- _Text block_:
((

The Night I Turned Invisible At The Denver Airport
I began to wake up in ‘87; however, it took another 23 plus years for me to come to the understanding that We Are Not Alone.
Now I knew back then that Higher Divine Beings of great Holiness and Light were real – they have been coming to me off and on in various forms since I was toddler. So I was not at all skeptical of the universes of Devis and Devas described in the ancient Sanskrit scriptures. I’d had dramatic and significant contact with my Grandmother for several nights after she’d passed on when I was twelve.
Like most in this culture and time, I’d become a victim of the false information campaign that caused me to cringe – almost painfully – whenever the word ‘ET’ or ‘UFO’ came up. It was all just so distasteful. The words triggered memories of seeing headlines in those icky publications one sees while standing in line at the grocery.
I’m not sure why, but in the fall of 2010 I started watching the TV show ‘Ancient Aliens’. It started out as a guilty pleasure, something that I’d never bring up in the dressing room while doing a show, for instance. I have to say it was the late, great Phillip Coppens who pulled my attention there. He’d captivated me with his research into hidden ancient history, and it was like a huge beacon of light was on for the first time and illuminated what had been a very, very dark room. Then I couldn’t get enough, and I started searching on Google. One thing led to another, and I got tickets for Tom and I to see and hear Dr. Steven Greer speak at the Conscious Life Expo in February, 2011.
It All Began At The LA Expo
The Los Angeles Expo itself is always so much fun, and I met great people that weekend. Greer spoke the evening of the second day, and the place was absolutely packed… Tom holds our place in line in the corridor while I go down to the lobby to take advantage of the 15 minute wait time and order a Starbucks latte. I take my smartphone out to turn it off. I’ve been rudely embarrassed by my own cellphones ringing at the most inappropriate times, and I don’t want to go down that road while Dr. Greer is speaking.
Well, the phone is just stubbornly frozen, and won’t respond to anything I do. I think, “Hmmm, that’s a first,” put it back in my purse, and figure that I’ll surely be able to turn it off once I get back to the event upstairs. Well, it’s still frozen when we get our seats, so all I can do iss pray that the ringer is on vibrate, and all the notification sounds are off.
Once Greer Starts I Forget All About The Phone
His tales of amazing evidence are spellbinding. He speaks of contact with our Cosmic Star Sisters and Brothers and I’m being super energized by sublime feelings flooding in. I have an inspired sense of being ever closer to that Primal Homecoming sought by all true spiritual seekers.
While we’re heading to the car at the end of the night, I remember to look at my phone. I’m expecting a call from my daughter. The device is still on – and still completely frozen.
About half an hour after we get home… the thing begins to – not ring – but rather emit – these strange sounds.
I think that I must have dropped it, and silently applaud myself for having cellphone insurance. Then maybe another thirty minutes passes and I almost jump out of my skin when the same sounds start up again. It’s lighting up like there’s an incoming call, but these are definitely not ringtones, and when they stop, the phone is still unresponsive. I’m downstairs in the kitchen the third time it happens. I look at Tom, and when he queries, “Do you think maybe you’re being… contacted?”

))

- _Available records_:
((

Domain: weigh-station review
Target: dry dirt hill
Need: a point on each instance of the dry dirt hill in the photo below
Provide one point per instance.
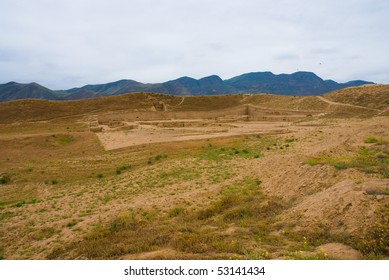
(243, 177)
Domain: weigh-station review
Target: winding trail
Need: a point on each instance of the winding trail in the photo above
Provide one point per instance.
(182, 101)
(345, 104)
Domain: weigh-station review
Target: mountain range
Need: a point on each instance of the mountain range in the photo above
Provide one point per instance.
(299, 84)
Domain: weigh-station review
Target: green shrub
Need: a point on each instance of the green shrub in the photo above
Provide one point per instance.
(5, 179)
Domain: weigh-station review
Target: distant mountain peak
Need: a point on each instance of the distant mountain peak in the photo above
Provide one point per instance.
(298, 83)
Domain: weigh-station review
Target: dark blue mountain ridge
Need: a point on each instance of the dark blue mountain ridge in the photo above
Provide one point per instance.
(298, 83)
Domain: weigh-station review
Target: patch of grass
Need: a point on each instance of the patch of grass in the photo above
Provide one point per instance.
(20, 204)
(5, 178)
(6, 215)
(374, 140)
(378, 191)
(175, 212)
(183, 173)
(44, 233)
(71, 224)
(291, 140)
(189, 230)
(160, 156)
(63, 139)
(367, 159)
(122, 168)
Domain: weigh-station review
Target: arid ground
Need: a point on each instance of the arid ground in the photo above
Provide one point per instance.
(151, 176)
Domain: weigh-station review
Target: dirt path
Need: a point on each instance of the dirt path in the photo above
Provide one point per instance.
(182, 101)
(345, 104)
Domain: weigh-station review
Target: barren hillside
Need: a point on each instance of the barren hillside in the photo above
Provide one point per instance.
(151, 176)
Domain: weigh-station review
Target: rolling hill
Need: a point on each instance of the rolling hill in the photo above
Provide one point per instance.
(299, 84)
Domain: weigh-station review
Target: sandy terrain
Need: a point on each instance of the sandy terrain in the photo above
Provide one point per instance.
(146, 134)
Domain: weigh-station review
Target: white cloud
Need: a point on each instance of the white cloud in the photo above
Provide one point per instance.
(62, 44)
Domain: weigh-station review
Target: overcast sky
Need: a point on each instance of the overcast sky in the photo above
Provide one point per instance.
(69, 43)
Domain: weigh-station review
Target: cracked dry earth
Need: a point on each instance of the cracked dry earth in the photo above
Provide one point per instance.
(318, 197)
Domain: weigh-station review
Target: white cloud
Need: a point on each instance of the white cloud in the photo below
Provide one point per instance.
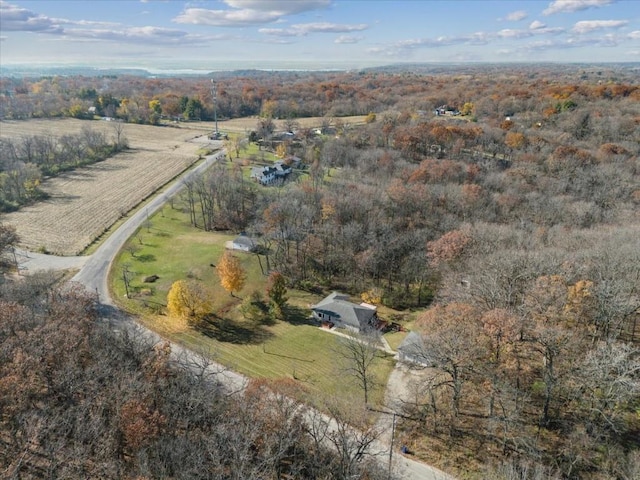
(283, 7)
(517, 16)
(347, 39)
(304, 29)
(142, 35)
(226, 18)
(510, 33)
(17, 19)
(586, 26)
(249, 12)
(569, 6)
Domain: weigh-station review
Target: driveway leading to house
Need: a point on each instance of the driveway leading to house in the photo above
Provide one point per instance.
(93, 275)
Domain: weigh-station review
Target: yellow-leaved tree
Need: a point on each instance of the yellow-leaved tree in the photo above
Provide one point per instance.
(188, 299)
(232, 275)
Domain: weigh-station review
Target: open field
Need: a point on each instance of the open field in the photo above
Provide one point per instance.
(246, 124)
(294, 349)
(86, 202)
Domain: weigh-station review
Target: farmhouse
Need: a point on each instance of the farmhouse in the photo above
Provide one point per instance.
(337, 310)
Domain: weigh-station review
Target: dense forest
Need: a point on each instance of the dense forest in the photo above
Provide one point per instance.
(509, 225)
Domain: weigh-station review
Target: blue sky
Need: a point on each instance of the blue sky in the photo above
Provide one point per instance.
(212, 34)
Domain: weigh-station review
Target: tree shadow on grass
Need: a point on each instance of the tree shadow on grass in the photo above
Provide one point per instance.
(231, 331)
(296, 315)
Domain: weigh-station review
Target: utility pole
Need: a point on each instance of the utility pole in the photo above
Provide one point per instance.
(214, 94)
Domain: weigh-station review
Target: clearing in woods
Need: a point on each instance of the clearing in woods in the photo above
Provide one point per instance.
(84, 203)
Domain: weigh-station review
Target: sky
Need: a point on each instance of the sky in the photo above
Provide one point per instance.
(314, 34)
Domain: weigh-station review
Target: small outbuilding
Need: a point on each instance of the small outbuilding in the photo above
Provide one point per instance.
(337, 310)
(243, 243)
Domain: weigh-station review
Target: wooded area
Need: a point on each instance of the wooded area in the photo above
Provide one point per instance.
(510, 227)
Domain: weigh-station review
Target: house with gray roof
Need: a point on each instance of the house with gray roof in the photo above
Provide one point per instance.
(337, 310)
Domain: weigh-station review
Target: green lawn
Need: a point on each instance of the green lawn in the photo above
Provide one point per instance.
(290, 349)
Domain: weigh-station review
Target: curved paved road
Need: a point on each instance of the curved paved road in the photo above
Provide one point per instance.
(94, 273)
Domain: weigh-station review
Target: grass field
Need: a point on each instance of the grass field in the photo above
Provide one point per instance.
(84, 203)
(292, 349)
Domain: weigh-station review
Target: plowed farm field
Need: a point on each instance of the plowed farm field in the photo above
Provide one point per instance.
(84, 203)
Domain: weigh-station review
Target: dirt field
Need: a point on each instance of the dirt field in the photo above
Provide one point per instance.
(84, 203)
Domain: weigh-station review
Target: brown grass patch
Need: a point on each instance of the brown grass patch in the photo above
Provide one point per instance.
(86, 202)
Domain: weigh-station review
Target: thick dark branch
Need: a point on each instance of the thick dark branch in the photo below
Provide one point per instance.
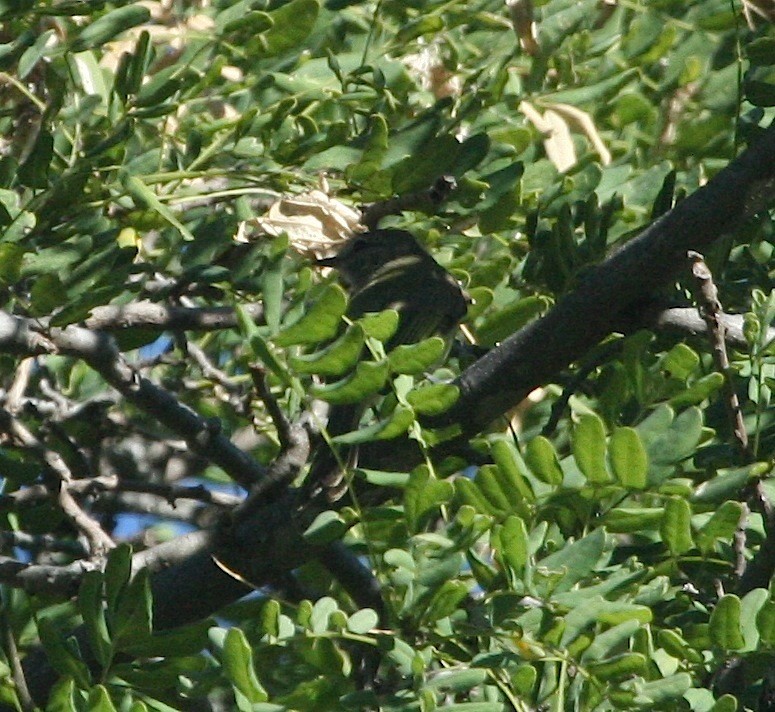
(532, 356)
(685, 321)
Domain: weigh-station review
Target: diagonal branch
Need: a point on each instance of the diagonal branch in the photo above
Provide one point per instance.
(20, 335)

))

- _Written exercise 1_:
Which people does the account of the Greer talk mention by name?
- _Written exercise 2_:
Which lines of the rows contain the word "outbuilding"? Report each one in full, treating case as significant.
The rows are unrelated to the account above.

- _Complete output 1_:
Phillip Coppens, Tom, Steven Greer

- _Complete output 2_:
Target: small outbuilding
Need: a point on each instance of the small outbuilding in the photo above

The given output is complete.